> _The request_
Identify each line in the data below that contains the string "mown", treating uppercase and lowercase as different, and copy every such line.

> _Exercise inputs_

____

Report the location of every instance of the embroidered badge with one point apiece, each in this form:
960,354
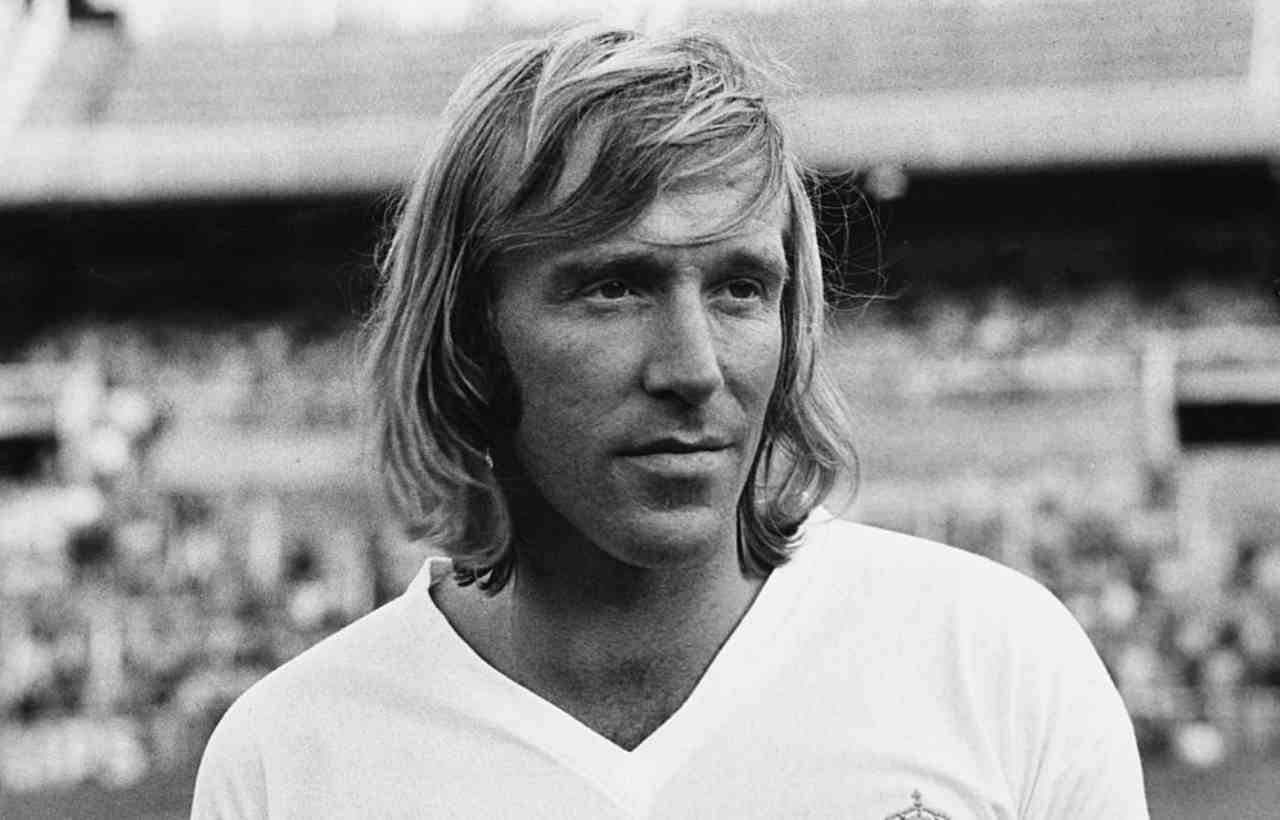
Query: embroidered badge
918,811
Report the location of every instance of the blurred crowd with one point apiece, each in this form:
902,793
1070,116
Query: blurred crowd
132,613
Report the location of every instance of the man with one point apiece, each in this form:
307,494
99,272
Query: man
597,389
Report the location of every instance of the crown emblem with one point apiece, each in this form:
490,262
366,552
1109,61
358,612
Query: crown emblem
918,811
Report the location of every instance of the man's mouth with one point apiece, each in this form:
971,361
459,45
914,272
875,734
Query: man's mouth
679,445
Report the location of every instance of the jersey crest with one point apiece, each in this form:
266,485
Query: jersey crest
918,811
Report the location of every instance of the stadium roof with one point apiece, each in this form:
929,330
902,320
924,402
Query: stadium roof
923,86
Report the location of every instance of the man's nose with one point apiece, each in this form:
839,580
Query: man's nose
684,354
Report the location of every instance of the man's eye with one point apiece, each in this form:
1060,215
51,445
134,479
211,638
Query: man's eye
744,289
611,289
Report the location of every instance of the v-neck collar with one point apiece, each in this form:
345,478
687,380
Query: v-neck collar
631,779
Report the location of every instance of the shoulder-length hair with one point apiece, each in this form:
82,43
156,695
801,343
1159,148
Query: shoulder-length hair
659,110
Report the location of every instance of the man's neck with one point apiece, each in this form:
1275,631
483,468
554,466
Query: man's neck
617,647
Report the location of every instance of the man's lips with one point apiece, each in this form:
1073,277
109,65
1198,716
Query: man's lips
679,445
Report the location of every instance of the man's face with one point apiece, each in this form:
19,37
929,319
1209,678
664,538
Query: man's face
644,363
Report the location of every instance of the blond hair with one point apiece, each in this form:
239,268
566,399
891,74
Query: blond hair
662,110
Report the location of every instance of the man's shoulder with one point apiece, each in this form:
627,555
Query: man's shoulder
883,567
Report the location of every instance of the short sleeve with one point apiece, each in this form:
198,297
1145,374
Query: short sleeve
231,783
1083,752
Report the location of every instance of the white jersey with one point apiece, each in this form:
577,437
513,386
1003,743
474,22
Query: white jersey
876,677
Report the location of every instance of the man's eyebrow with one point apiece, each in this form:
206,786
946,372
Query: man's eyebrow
604,264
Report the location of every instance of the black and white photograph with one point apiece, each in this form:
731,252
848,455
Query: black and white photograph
640,410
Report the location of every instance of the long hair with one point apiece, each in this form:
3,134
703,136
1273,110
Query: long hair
659,110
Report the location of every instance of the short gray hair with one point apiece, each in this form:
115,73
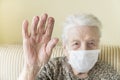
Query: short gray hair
78,20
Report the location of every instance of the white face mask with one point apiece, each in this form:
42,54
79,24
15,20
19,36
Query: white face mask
83,60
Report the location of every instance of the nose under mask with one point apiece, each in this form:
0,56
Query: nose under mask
83,60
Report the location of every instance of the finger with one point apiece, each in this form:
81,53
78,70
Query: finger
49,28
42,23
52,43
34,26
25,29
41,27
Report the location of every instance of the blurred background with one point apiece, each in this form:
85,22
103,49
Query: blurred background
13,12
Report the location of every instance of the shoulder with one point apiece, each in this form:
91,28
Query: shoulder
105,70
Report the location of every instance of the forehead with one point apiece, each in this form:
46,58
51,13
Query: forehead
83,33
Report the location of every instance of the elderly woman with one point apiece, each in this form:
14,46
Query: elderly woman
81,38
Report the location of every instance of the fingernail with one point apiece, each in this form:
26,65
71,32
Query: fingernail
36,18
44,16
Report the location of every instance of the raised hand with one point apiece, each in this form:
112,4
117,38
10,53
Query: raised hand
37,44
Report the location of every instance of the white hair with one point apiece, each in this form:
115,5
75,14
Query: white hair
80,20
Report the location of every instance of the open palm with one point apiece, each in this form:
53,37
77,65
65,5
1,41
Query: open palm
37,44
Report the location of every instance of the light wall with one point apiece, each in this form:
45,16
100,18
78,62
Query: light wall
13,12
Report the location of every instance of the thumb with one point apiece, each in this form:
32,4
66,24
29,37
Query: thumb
51,44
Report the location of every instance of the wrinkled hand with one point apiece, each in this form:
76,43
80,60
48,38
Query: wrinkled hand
37,44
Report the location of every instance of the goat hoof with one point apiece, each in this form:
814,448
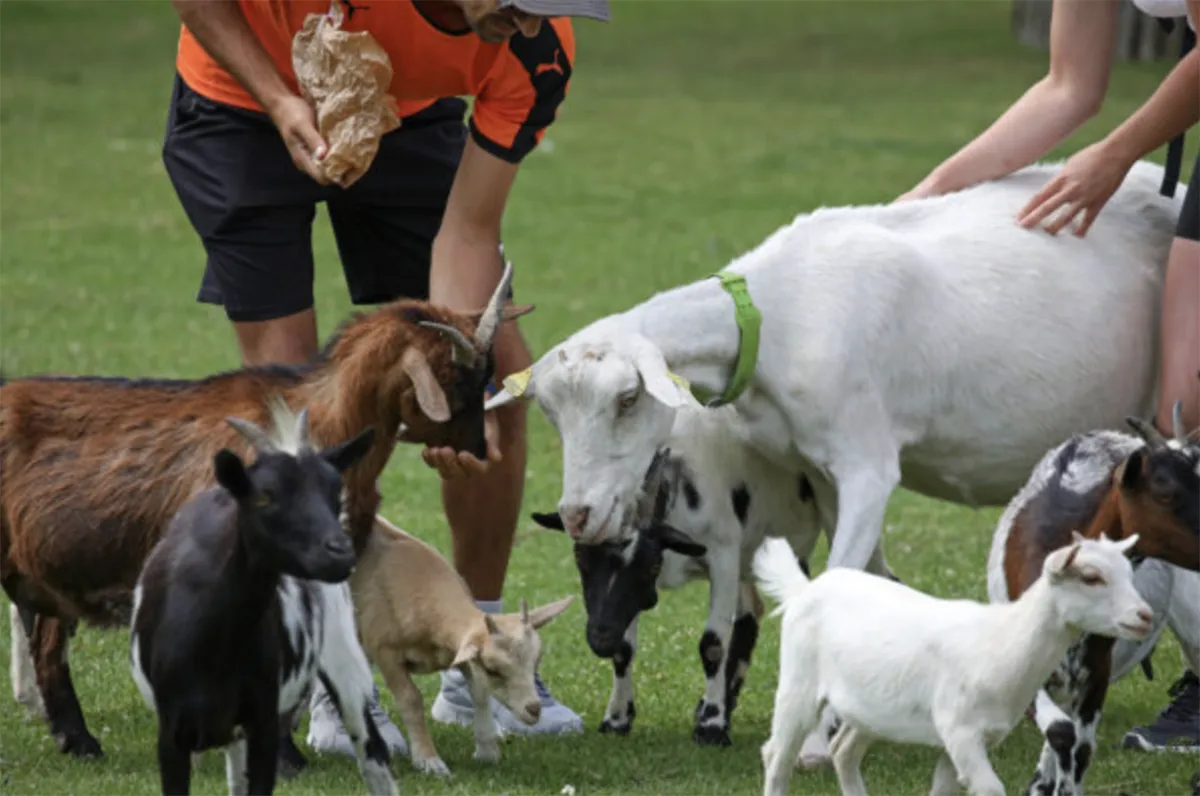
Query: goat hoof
711,735
82,744
291,761
431,766
616,726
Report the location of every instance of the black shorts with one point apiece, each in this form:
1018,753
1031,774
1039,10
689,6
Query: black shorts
1189,219
253,209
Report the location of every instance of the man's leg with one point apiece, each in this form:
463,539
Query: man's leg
253,211
1179,723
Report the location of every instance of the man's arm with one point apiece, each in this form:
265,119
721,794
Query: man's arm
466,262
222,30
1081,40
1091,177
466,265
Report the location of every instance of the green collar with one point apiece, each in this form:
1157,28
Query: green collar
749,324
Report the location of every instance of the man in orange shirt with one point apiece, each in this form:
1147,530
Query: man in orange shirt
423,221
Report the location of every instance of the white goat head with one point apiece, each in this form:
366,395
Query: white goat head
612,401
1093,585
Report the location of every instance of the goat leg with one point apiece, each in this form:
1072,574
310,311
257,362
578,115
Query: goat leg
412,712
486,748
24,680
49,641
237,768
712,723
346,674
742,644
618,717
174,761
262,747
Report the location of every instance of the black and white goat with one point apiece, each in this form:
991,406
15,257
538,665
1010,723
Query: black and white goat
245,602
732,497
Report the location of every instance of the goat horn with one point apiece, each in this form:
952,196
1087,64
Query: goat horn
485,333
1181,436
253,435
1147,431
463,349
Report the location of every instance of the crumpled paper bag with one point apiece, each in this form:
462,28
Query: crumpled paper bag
346,76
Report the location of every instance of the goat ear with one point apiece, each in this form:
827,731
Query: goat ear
1061,560
541,615
466,653
519,385
1129,471
430,395
347,454
658,381
232,474
550,520
1127,544
490,623
678,542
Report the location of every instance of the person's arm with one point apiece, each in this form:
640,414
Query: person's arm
466,267
1083,34
222,30
1092,175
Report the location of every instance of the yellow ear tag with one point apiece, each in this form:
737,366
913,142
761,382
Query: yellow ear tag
684,384
517,383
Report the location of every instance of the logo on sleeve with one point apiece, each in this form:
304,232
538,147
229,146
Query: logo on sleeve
553,66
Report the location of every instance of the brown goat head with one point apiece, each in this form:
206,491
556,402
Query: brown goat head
1158,490
444,371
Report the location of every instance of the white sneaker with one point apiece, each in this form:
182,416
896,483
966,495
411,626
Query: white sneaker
454,706
328,734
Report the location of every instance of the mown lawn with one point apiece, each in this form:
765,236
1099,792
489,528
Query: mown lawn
691,131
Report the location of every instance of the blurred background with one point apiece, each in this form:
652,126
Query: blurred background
691,130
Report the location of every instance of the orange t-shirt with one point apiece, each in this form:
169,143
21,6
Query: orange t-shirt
517,85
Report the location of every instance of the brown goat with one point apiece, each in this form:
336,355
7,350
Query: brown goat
1105,483
91,468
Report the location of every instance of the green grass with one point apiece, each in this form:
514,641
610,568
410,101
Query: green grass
691,131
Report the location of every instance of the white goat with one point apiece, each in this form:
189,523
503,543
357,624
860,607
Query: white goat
900,665
934,345
724,498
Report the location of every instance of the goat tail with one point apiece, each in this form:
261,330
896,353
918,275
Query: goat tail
778,572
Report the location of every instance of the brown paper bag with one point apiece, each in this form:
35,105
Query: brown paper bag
346,77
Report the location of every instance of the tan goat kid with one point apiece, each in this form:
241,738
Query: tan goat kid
417,616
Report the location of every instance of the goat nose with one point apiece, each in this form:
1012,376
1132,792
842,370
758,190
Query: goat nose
339,545
575,518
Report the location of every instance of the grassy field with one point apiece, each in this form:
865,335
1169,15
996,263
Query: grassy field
691,131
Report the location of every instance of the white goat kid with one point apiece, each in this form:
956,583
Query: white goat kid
725,498
934,345
900,665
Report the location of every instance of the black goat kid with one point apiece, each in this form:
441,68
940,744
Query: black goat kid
244,602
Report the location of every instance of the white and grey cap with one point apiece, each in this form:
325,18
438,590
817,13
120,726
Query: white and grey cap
592,9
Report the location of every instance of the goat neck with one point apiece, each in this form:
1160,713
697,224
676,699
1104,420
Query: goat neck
1035,632
695,327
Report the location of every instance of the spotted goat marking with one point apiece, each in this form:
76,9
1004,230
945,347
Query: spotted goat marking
622,579
1103,482
245,603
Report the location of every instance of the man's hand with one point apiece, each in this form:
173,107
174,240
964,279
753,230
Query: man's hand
461,465
297,123
1085,184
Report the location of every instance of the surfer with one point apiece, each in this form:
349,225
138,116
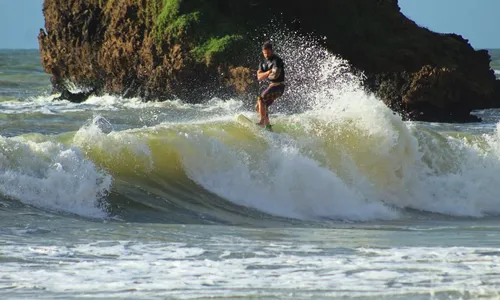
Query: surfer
273,70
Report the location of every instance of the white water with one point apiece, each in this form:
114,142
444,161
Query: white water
244,267
50,176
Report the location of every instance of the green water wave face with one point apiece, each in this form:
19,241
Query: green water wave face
344,156
21,75
227,171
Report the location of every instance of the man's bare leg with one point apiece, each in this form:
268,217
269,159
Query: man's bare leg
261,108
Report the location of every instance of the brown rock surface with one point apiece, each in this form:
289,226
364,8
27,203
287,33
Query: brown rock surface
195,49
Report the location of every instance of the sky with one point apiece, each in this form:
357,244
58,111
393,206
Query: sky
476,20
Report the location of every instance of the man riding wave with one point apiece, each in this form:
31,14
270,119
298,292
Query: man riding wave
273,70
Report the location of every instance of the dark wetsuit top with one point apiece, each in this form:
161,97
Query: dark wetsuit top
274,63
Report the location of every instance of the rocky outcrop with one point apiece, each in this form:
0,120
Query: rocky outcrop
159,49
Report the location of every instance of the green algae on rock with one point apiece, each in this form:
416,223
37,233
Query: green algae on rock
193,49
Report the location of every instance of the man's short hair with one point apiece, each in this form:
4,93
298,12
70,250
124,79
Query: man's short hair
267,45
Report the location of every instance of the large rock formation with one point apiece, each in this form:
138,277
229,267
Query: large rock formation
157,49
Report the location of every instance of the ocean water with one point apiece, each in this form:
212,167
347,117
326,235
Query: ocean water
120,199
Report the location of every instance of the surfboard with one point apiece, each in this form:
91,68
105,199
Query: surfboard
274,127
246,121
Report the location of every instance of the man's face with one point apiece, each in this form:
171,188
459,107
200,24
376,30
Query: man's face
267,53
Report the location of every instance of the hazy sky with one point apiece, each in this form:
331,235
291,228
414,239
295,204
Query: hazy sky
476,20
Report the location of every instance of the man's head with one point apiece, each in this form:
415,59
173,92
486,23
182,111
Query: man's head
267,49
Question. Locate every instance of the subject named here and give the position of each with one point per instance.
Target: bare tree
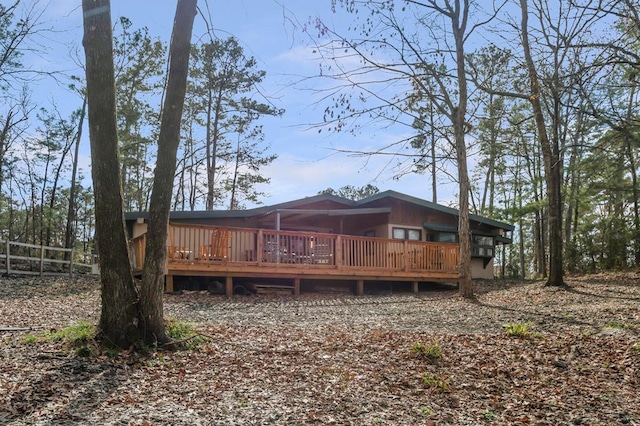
(160, 203)
(120, 319)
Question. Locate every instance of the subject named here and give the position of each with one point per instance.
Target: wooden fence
(30, 259)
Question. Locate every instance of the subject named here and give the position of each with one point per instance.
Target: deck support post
(228, 290)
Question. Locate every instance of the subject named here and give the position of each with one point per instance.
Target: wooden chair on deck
(219, 247)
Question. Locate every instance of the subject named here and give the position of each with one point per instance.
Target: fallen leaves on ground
(337, 359)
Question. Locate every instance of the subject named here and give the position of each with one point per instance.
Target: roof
(436, 207)
(297, 206)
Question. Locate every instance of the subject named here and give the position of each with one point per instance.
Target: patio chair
(219, 247)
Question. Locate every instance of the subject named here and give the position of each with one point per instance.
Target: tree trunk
(160, 204)
(120, 316)
(551, 163)
(465, 282)
(69, 235)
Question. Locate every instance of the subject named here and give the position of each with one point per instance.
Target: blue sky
(271, 32)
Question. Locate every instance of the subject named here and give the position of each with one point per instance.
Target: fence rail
(30, 259)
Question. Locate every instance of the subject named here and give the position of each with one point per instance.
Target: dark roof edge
(437, 207)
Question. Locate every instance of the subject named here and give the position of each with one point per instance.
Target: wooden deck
(200, 250)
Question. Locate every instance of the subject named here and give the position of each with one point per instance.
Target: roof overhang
(333, 212)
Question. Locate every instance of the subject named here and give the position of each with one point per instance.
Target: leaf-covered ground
(337, 359)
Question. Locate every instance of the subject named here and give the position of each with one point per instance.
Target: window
(482, 246)
(407, 234)
(447, 237)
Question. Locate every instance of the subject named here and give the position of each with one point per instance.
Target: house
(390, 237)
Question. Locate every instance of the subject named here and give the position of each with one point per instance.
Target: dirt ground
(336, 358)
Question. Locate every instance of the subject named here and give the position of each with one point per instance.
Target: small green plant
(439, 384)
(430, 352)
(77, 335)
(80, 337)
(620, 325)
(30, 339)
(488, 415)
(426, 411)
(521, 330)
(184, 334)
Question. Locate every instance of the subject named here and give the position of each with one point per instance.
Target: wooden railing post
(41, 260)
(405, 255)
(71, 263)
(8, 256)
(259, 247)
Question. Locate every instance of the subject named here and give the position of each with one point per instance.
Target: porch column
(228, 291)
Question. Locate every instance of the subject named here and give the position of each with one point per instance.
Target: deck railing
(203, 244)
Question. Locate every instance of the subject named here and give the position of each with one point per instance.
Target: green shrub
(620, 325)
(521, 330)
(77, 335)
(183, 334)
(430, 352)
(439, 384)
(30, 339)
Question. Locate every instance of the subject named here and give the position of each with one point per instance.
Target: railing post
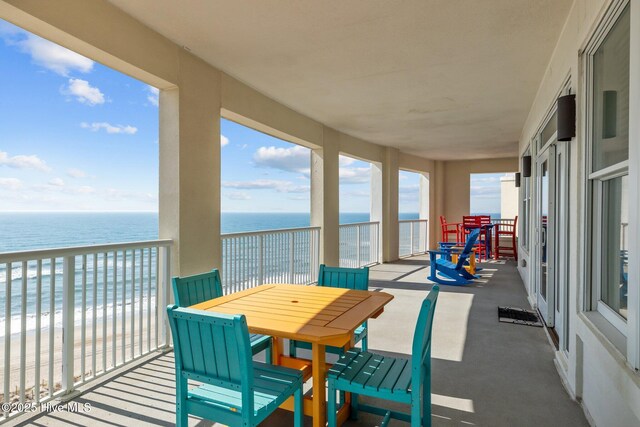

____

> _Full output_
Report the location of every instance of the mown lawn with one point apiece, each in this form:
Query: mown lawn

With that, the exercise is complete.